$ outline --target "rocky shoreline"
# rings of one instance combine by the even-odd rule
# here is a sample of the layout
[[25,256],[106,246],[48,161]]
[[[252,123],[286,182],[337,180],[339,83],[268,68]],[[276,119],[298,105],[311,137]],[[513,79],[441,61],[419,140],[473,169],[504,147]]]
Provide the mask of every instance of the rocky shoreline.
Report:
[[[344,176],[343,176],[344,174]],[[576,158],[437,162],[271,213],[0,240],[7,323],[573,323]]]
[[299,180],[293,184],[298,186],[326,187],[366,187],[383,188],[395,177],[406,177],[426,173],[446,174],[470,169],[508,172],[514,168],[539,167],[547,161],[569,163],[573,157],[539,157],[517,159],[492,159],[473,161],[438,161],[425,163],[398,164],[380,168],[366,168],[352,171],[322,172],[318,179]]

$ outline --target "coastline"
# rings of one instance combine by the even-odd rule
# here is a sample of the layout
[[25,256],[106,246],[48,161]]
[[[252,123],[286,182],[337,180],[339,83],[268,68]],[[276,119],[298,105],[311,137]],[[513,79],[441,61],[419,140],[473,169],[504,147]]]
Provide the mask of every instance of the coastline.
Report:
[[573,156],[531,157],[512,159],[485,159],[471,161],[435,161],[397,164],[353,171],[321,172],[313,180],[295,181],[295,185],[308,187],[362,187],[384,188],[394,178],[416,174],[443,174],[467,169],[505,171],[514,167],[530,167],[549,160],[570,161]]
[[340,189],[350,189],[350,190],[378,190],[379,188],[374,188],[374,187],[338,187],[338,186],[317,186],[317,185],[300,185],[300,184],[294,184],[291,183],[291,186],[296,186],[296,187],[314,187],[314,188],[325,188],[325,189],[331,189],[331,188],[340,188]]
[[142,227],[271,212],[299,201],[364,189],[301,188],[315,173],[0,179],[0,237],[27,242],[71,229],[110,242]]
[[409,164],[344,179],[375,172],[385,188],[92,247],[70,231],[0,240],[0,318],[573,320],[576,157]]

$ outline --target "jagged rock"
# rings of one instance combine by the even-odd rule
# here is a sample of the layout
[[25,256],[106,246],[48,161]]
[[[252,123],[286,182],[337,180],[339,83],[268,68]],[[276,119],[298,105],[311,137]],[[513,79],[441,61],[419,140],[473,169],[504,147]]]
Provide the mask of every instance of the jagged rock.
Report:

^^^^^^^^^^^^^^^^

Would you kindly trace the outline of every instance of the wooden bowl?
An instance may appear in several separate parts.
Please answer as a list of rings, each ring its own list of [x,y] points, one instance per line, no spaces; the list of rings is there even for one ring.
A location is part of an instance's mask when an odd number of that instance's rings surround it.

^^^^^^^^^^^^^^^^

Brief: An exact copy of the lines above, from the one containing "Would you kindly" down to the one containing "A location is" and including both, is the whole answer; retype it and nothing else.

Solution below:
Would you kindly trace the outline of every instance of the wooden bowl?
An instance may appear in several separate parts.
Please answer as a list of rings, each ring its own list of [x,y] points, one instance per line, no spaces; the list of rings is there even for one ring.
A location is part of an instance's mask when an odd number of that instance's rings surround it.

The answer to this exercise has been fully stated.